To be done » Can you retype every one of the records below line for line, with no changes?

Source data »
● ● ●

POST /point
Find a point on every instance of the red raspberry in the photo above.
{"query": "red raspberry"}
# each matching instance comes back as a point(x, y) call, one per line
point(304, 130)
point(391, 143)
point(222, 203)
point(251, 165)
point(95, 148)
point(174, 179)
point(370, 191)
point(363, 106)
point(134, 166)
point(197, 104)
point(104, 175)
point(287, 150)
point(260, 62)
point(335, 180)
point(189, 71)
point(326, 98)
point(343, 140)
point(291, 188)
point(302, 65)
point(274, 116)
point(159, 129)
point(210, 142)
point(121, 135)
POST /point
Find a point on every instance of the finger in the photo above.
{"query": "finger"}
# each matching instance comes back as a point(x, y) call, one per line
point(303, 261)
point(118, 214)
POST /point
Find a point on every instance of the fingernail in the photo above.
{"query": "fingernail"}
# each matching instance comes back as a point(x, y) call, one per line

● ● ●

Written solution »
POST /point
Find a point on every instance of the red raspberry in the photo above.
{"query": "red raspberry"}
# each matching instance comes back as a point(x, y) call, one per line
point(304, 130)
point(391, 143)
point(222, 203)
point(251, 165)
point(95, 148)
point(174, 179)
point(370, 191)
point(363, 106)
point(134, 166)
point(197, 104)
point(104, 175)
point(287, 150)
point(260, 62)
point(335, 180)
point(189, 71)
point(326, 98)
point(343, 140)
point(291, 188)
point(302, 65)
point(274, 116)
point(159, 129)
point(210, 142)
point(121, 135)
POST /point
Find a point on every instance of the finger in the photo above.
{"query": "finger"}
# each matching instance comes back as a point(x, y) call, one per line
point(303, 261)
point(118, 214)
POST /point
Find a point on every instance of the fingernail in the photo above.
{"query": "fingernail"}
# each matching instance comes back as a point(x, y) call, one per line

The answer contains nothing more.